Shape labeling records
· · · ·

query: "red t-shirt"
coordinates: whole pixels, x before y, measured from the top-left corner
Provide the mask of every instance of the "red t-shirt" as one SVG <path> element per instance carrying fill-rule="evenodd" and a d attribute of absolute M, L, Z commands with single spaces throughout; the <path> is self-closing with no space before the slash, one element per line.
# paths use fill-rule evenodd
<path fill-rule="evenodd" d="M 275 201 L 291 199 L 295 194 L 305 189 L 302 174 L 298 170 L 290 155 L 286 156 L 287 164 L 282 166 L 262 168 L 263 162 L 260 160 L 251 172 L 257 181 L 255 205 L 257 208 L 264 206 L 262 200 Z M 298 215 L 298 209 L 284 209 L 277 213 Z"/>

· · · ·

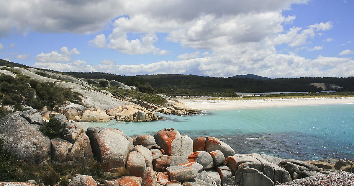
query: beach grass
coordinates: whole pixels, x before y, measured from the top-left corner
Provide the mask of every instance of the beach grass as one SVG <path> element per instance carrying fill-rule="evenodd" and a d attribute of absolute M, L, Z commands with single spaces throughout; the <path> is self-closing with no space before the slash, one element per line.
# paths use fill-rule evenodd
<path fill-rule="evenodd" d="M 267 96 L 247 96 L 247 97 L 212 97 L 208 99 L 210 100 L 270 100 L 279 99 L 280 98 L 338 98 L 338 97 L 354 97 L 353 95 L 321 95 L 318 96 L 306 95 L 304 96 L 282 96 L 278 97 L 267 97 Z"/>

· · · ·

Task prompt
Extract the lines from the line with "query: beach grass" to the line with "267 96 L 247", both included, and reproduce them verbatim.

Result of the exercise
query: beach grass
coordinates: whole pixels, x before y, measured from the top-left corner
Provide the mask of every instance of the beach grass as one SVG <path> element per instance carrying fill-rule="evenodd" and a d attribute of absolute M, L, Z commands with single spaces throughout; the <path> is self-closing with no space before the slash, one element per line.
# paths use fill-rule evenodd
<path fill-rule="evenodd" d="M 267 96 L 247 96 L 247 97 L 212 97 L 208 99 L 210 100 L 270 100 L 279 99 L 280 98 L 338 98 L 338 97 L 354 97 L 353 95 L 321 95 L 318 96 L 306 95 L 304 96 L 282 96 L 278 97 L 267 97 Z"/>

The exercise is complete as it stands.